■ PROBLEM ■
Could you rename "front fender" to "front wing" throughout the listing below and reproduce it with nothing else changed?

<<<<

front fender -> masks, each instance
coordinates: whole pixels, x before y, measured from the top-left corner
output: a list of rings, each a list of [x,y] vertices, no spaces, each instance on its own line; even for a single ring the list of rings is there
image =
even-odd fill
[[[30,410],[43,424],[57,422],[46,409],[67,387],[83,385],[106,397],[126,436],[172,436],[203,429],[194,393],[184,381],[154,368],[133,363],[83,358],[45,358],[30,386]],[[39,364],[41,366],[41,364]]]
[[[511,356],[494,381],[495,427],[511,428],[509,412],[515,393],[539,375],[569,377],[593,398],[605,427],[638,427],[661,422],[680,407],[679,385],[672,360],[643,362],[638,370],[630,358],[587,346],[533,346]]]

>>>>

■ SOLUTION ■
front wing -> masks, each instance
coordinates: whole pixels, x before y, measured from the top-left corner
output: a list of rings, each a list of [x,y] vertices, no spaces, each instance on its own line; even for a single ring the list of rings is there
image =
even-odd fill
[[[30,410],[43,424],[57,422],[46,409],[67,387],[83,385],[106,397],[126,436],[172,436],[203,429],[194,393],[184,381],[154,368],[133,363],[83,358],[45,358],[30,386]],[[39,364],[41,366],[41,364]]]
[[[511,356],[494,381],[495,427],[511,428],[509,412],[515,393],[539,375],[569,377],[593,398],[605,427],[638,427],[661,422],[680,407],[679,385],[672,360],[643,362],[638,370],[630,358],[587,346],[533,346]]]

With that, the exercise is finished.